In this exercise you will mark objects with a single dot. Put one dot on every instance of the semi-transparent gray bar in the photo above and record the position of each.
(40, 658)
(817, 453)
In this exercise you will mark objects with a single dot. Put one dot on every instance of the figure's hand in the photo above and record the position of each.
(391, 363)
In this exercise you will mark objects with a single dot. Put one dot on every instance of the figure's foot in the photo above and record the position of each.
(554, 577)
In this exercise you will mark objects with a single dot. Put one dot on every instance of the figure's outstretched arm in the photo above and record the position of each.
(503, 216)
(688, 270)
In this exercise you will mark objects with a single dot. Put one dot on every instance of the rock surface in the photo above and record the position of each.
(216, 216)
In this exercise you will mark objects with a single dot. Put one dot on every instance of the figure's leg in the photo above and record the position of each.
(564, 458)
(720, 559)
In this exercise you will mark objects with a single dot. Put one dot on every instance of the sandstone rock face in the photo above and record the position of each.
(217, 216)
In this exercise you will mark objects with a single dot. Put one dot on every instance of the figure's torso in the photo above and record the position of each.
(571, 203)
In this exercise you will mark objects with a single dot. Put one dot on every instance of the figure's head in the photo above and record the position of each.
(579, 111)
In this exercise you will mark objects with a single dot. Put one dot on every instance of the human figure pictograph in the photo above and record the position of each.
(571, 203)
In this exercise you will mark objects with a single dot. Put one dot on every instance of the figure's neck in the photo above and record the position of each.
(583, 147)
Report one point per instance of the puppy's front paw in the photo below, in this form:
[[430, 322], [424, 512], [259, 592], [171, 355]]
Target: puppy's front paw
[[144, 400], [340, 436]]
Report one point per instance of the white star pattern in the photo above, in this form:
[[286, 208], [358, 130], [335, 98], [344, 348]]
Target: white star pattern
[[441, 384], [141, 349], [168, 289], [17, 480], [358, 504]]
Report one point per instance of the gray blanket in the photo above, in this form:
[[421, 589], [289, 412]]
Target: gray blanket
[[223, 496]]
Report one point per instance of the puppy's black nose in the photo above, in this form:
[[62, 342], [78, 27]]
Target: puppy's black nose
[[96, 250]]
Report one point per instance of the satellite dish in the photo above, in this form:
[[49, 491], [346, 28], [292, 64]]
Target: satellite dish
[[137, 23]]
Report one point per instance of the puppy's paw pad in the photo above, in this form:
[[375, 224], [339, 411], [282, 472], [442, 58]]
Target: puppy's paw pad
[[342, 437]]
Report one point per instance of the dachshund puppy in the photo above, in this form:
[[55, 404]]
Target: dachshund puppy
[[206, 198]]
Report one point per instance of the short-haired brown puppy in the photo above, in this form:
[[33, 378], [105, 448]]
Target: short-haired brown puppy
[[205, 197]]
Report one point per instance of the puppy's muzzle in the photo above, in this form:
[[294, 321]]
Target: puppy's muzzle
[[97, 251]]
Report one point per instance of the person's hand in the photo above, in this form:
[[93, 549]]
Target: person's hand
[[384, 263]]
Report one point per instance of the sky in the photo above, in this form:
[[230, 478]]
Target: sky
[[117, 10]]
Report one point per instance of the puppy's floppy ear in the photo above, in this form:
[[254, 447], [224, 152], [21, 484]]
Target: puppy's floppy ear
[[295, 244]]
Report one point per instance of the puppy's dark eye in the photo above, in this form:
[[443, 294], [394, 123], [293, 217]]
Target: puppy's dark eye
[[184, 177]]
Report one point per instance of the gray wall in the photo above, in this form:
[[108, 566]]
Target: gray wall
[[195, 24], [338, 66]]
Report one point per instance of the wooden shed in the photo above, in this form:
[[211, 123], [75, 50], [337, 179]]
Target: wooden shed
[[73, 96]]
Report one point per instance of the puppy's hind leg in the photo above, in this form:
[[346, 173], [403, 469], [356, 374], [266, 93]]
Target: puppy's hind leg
——————————
- Problem details: Tell how many lines in the listing include the string "hind", and write nothing but that number.

- The answer: 2